### CHALLENGE
Rewrite the items below with every "Annotate" changed to "Mark" and nothing else altered.

### SOURCE DATA

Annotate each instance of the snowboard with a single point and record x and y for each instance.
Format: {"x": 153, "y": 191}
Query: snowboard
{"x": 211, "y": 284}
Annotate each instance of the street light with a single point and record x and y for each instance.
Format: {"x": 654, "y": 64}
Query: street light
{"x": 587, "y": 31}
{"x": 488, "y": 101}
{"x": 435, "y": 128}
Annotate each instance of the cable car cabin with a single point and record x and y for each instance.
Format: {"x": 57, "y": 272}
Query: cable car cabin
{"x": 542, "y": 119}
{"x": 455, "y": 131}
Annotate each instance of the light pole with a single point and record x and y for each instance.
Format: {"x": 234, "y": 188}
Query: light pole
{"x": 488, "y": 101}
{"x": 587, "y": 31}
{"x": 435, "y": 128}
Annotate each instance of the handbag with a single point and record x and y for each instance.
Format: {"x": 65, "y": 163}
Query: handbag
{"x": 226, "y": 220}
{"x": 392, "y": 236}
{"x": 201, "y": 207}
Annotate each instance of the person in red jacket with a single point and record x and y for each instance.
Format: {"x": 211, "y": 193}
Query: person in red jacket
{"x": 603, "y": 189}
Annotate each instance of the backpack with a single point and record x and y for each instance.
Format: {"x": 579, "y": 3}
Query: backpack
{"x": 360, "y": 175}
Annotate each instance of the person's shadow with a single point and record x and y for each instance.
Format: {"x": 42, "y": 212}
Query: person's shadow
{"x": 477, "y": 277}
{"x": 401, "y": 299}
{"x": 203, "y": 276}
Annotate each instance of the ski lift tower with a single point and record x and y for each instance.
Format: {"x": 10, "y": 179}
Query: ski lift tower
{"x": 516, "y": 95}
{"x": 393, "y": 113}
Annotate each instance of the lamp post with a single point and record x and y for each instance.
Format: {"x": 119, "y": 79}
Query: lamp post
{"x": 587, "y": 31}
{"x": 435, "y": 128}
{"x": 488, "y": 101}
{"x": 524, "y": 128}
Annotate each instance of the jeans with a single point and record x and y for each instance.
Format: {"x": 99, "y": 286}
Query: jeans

### THE RESPONSE
Mark each instance of the snowboard with a single point and record x and y for each instance.
Format: {"x": 153, "y": 191}
Query: snowboard
{"x": 211, "y": 284}
Mark each instance of the street light with a single point and record x and y for each instance.
Format: {"x": 654, "y": 64}
Query: street light
{"x": 587, "y": 31}
{"x": 488, "y": 101}
{"x": 435, "y": 128}
Mark each instance of the cable car cabin with a single point and record x and y for each instance.
Format: {"x": 57, "y": 272}
Query: cable car cabin
{"x": 542, "y": 119}
{"x": 455, "y": 131}
Mark each instance of the light pole with a single point and record x and y for each instance.
Format: {"x": 234, "y": 188}
Query: light pole
{"x": 488, "y": 101}
{"x": 587, "y": 31}
{"x": 435, "y": 128}
Mark each instance of the handbag with a single point and record x and y for each instance.
Format: {"x": 65, "y": 163}
Query: handbag
{"x": 226, "y": 220}
{"x": 392, "y": 236}
{"x": 201, "y": 207}
Mark each instance of the person in red jacket with a single point and record x and y for each instance.
Format: {"x": 211, "y": 193}
Query: person in red jacket
{"x": 603, "y": 189}
Mark each instance of the backpack with a single point and record x and y for each instance.
Format: {"x": 579, "y": 3}
Query: backpack
{"x": 360, "y": 175}
Mark each instance of the person's shadow with a single point and record x and y for each instance.
Format: {"x": 42, "y": 212}
Query: person's shadow
{"x": 477, "y": 277}
{"x": 401, "y": 299}
{"x": 203, "y": 276}
Mark each instance of the ski lift tower with a single point and record x and y for each instance.
Format: {"x": 10, "y": 179}
Query: ski lift tower
{"x": 516, "y": 95}
{"x": 393, "y": 113}
Mark each instance of the lamp post with a single point and record x and y for each instance.
Format: {"x": 119, "y": 79}
Query: lamp post
{"x": 587, "y": 31}
{"x": 435, "y": 128}
{"x": 488, "y": 101}
{"x": 524, "y": 128}
Mark each instance of the jeans with a single point and record x and y for each instance.
Format: {"x": 99, "y": 286}
Query: jeans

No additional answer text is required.